● **TEKS**:
○ ○ ○

Cari Saja Menkeu Lain, Sultan!


Ali Moertopo dan Soeharto.

Menyoal Banpres dan Bansos pada saat ini, membuat kita mengulik kembali masa lalu saat Frans Seda menghadapi Soeharto dan Ali Moertopo. Semua pemasukan dan pengeluaran negara memang harus tercatat.

 

Harian Kompas menurunkan artikel yang menarik pada Sabtu, 9 Mei 2020 berjudul Antara Banpres RI dan Bansos.

Dampak pandemi Corona Virus Disease 2019 (Covid-19) yang membatasi pergerakan manusia ini memang dirasakan sekali oleh masyarakat kecil. Terutama mereka yang tidak berpenghasilan tetap.

○ ○ ○

● **DATA YANG DIBERIKAN**:
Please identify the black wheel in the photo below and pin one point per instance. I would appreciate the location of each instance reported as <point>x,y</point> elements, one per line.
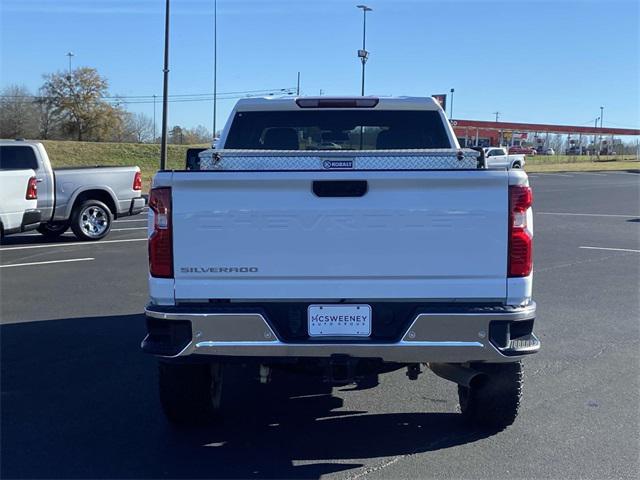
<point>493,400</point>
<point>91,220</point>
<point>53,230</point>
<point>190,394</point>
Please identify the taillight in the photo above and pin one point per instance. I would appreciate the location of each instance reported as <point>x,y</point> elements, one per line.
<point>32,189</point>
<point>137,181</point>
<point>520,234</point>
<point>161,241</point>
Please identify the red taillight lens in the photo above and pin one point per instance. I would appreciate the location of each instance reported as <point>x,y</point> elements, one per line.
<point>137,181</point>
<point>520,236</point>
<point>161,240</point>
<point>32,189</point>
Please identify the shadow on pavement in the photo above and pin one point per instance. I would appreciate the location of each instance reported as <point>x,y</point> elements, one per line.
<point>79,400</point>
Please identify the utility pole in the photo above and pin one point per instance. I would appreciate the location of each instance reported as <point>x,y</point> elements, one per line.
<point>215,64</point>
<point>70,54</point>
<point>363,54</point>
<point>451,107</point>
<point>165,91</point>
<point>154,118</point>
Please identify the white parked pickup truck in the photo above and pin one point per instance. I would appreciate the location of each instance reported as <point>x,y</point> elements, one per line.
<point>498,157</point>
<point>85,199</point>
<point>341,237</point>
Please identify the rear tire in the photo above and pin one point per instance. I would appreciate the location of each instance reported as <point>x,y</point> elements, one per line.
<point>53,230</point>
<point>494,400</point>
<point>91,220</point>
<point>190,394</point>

○ ○ ○

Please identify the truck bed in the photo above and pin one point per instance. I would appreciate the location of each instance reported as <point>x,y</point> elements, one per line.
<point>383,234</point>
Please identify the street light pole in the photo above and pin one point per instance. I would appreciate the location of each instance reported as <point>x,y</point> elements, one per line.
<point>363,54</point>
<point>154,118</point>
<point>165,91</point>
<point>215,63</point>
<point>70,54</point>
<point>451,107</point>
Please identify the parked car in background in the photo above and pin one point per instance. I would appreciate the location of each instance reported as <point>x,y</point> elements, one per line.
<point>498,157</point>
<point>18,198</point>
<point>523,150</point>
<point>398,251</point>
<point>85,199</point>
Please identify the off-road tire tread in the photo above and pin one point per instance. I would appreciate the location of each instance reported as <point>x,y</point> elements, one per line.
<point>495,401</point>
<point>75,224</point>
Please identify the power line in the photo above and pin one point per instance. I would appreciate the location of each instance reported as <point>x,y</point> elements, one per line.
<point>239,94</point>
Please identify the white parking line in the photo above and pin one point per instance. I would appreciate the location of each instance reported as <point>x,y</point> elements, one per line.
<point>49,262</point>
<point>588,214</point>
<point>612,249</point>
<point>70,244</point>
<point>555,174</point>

○ ○ ○

● **TUJUAN TUGAS**:
Tuliskan ulang tanpa perubahan bagian teks tentang Banpres dan Bansos dari "Harian Kompas menurunkan" sampai "tidak berpenghasilan tetap.".

● **HASIL TUGAS**:
Harian Kompas menurunkan artikel yang menarik pada Sabtu, 9 Mei 2020 berjudul Antara Banpres RI dan Bansos.

Dampak pandemi Corona Virus Disease 2019 (Covid-19) yang membatasi pergerakan manusia ini memang dirasakan sekali oleh masyarakat kecil. Terutama mereka yang tidak berpenghasilan tetap.